■ **Directions for this task**
Rewrite the lines from the first one through the line containing "38 49 L 101", changing "blue sky" to "clear sky" and leaving everything else unchanged.

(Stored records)
(begin)

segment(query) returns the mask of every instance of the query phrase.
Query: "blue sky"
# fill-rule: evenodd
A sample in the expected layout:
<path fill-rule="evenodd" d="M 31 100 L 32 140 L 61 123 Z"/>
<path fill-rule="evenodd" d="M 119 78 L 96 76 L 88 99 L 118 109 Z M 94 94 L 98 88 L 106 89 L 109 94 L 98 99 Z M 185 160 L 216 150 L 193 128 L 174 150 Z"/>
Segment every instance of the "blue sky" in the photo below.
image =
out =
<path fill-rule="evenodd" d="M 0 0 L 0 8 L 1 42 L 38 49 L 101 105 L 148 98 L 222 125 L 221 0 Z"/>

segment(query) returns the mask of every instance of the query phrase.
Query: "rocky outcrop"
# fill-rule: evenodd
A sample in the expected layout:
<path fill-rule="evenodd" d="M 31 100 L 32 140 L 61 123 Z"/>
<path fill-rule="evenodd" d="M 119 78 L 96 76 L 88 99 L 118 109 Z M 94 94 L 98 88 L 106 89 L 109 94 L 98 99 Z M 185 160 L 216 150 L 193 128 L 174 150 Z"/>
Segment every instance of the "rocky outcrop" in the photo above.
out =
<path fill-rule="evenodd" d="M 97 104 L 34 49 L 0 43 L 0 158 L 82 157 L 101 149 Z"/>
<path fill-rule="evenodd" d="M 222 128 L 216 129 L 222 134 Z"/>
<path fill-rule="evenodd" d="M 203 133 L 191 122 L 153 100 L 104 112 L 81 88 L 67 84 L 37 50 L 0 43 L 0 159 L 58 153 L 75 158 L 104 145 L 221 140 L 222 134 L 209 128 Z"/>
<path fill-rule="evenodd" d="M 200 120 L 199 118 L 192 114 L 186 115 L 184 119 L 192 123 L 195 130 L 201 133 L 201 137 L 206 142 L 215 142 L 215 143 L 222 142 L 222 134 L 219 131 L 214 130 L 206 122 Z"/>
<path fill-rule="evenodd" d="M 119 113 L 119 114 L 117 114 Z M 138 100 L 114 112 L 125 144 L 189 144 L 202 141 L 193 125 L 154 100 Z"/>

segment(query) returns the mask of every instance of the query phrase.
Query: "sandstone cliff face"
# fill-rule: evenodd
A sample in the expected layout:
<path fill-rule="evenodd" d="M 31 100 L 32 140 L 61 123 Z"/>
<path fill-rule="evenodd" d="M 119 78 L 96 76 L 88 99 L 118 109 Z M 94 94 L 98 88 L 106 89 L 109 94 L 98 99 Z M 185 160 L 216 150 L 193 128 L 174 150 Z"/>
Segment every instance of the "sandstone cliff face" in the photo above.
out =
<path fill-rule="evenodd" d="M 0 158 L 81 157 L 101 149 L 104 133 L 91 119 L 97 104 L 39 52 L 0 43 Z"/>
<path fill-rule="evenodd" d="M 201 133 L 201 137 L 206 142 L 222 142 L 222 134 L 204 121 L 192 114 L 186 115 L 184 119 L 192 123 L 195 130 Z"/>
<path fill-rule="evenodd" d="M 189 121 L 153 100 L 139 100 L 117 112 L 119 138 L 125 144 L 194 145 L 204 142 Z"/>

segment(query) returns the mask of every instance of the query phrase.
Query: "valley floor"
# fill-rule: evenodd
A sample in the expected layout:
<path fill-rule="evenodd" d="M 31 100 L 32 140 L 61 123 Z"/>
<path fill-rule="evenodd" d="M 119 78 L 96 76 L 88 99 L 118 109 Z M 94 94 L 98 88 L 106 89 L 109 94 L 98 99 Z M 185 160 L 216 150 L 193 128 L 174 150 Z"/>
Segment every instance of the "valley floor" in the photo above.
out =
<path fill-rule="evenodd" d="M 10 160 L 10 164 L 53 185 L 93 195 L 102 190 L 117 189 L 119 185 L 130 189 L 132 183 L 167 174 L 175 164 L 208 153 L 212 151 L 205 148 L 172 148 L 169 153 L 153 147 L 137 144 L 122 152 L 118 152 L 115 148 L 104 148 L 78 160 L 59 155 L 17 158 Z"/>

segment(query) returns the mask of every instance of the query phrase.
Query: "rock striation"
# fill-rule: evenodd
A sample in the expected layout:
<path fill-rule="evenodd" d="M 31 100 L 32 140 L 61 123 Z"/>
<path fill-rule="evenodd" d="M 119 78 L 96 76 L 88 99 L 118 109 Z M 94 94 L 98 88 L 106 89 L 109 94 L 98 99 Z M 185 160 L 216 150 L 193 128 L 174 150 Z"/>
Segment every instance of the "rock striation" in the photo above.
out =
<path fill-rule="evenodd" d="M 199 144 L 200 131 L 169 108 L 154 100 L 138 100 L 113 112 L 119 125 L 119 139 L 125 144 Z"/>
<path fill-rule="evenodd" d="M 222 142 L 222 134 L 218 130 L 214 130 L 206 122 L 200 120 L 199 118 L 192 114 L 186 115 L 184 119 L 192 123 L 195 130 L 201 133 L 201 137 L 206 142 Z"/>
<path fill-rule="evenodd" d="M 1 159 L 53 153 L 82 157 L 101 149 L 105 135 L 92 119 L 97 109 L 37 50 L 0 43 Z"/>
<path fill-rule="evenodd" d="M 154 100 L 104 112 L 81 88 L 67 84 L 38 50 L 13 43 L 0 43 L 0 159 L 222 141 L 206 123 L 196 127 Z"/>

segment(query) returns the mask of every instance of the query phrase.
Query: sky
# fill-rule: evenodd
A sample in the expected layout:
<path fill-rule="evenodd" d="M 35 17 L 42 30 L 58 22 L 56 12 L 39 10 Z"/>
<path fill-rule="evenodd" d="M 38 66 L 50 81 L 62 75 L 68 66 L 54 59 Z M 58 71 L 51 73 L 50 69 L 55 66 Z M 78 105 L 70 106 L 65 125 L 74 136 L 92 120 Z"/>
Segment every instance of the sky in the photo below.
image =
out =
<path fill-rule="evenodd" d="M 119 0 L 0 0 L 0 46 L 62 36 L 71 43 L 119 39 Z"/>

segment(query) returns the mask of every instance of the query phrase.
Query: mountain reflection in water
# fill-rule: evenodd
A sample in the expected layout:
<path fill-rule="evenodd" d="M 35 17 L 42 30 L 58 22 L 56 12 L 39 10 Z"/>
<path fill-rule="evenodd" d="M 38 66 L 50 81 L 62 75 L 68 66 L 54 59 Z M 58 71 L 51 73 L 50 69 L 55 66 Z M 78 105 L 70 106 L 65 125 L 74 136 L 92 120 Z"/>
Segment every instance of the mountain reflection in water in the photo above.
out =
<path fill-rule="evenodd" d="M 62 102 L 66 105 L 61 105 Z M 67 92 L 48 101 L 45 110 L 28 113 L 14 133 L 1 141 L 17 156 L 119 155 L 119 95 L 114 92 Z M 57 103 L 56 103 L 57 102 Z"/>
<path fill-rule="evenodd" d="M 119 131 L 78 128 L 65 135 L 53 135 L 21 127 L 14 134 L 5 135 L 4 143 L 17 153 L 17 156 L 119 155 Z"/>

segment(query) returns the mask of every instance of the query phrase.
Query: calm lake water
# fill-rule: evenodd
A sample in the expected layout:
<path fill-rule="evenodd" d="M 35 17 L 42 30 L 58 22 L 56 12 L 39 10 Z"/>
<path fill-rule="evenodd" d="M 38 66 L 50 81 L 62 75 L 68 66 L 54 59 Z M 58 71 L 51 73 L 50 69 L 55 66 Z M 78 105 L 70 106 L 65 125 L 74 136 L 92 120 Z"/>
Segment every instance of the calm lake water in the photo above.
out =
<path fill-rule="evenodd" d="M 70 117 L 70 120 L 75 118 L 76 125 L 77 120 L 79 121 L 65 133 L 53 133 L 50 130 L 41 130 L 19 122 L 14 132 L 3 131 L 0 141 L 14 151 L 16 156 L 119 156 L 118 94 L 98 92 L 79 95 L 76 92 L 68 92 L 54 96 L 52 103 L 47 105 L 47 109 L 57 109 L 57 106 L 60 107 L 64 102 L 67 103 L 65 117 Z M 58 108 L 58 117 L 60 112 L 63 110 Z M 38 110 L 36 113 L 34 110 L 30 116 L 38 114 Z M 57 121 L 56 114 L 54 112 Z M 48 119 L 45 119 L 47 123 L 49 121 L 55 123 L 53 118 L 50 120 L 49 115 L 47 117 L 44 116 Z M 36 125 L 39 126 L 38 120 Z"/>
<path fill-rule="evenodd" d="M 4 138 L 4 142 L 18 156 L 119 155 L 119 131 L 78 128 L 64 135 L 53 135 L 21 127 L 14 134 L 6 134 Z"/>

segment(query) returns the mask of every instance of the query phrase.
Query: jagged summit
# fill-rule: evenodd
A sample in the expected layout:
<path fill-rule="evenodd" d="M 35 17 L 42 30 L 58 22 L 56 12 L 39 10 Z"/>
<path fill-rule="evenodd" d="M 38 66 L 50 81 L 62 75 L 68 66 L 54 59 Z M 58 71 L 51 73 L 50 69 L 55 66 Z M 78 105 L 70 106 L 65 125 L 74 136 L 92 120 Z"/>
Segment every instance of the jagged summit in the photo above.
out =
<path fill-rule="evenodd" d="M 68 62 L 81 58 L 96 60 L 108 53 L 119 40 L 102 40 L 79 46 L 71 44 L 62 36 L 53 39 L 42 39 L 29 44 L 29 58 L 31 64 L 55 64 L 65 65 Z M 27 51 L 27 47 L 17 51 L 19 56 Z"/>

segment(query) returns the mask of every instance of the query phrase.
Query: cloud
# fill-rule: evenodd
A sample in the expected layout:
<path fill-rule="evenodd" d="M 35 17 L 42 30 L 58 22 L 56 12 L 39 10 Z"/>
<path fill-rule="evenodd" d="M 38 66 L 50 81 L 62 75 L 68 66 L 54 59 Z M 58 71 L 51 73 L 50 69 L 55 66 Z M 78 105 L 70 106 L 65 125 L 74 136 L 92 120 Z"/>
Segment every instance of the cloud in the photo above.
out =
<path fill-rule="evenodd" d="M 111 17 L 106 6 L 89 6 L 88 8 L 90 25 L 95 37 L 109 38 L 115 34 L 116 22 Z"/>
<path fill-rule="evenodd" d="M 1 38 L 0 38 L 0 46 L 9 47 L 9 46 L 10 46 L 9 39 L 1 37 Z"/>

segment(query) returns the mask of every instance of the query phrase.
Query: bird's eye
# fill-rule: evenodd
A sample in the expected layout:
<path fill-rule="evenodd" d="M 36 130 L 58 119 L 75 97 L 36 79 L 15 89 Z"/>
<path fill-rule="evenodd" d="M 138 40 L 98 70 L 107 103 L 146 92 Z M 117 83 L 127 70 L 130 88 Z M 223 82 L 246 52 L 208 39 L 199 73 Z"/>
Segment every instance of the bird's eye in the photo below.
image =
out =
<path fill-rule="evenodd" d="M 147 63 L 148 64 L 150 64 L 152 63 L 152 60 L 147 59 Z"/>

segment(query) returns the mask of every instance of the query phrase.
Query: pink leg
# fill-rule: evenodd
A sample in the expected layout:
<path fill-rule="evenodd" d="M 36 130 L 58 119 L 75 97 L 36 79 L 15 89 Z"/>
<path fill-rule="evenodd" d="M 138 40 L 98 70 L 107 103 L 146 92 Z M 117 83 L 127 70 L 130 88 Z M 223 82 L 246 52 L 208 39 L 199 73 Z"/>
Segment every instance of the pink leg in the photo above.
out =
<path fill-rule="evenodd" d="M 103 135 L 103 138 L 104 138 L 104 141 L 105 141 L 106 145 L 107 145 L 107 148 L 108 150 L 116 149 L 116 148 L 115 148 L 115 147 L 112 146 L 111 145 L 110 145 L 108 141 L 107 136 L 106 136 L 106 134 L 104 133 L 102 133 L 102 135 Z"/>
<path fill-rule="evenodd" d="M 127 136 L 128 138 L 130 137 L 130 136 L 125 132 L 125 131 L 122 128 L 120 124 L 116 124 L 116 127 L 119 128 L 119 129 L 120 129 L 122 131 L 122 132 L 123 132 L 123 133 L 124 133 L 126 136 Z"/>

(end)

■ **Exercise solution**
segment(query) returns the mask of every instance of the query phrase.
Query: "clear sky"
# fill-rule: evenodd
A sample in the expected layout:
<path fill-rule="evenodd" d="M 31 100 L 32 140 L 61 123 Z"/>
<path fill-rule="evenodd" d="M 119 78 L 96 76 L 88 99 L 118 109 Z M 94 94 L 98 88 L 106 89 L 109 94 L 98 99 Z M 185 160 L 216 150 L 193 128 L 174 150 Z"/>
Segment every instance of the "clear sky" in the photo below.
image =
out =
<path fill-rule="evenodd" d="M 0 0 L 0 8 L 1 42 L 38 49 L 101 105 L 148 98 L 222 125 L 221 0 Z"/>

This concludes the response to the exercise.